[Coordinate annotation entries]
******************************

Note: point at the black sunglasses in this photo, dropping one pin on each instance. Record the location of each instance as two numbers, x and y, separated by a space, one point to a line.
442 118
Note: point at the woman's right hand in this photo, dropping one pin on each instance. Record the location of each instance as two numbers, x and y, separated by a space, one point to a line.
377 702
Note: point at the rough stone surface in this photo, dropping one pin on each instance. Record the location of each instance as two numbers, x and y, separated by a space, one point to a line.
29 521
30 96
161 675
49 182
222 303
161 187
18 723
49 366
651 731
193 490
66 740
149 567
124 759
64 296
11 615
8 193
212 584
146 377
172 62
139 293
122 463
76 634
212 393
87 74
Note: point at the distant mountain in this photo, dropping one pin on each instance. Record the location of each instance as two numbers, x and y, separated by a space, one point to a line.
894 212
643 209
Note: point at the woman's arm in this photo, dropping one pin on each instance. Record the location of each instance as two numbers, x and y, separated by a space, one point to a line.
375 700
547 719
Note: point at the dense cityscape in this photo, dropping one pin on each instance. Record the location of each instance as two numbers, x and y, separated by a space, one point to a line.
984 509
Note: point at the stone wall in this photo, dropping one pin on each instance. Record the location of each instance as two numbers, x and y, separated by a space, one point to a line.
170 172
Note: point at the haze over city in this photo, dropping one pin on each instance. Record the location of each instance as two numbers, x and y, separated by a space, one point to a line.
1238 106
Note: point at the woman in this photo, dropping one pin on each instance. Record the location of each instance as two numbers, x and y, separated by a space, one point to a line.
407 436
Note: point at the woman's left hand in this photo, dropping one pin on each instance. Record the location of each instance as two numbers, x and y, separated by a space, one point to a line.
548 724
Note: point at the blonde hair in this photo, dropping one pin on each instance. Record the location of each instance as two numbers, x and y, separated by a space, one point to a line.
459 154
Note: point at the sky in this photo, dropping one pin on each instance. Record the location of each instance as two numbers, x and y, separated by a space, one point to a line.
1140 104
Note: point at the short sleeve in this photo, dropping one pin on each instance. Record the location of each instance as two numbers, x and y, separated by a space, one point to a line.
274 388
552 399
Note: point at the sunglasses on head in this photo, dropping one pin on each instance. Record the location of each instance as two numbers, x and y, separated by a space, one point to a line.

******************************

(Written problem)
Render the stretch of the material from the line containing "Note: point at the short" through the end of the material as a Markdown table with the columns Row and Entry. Give each line its own numbered row, and leave out blank lines.

(The result)
| Row | Entry |
|---|---|
| 1 | Note: point at the short sleeve in this photo, dropping one pin on each instance. Record the location of each instance as two numbers, x and y, separated by a space, one point to a line. |
| 2 | 274 388 |
| 3 | 552 399 |
| 4 | Note: point at the sunglasses on head in this photo, dropping one pin on each instance. Record the location of each instance as two numbers, x and y, separated by a space, one point to a line. |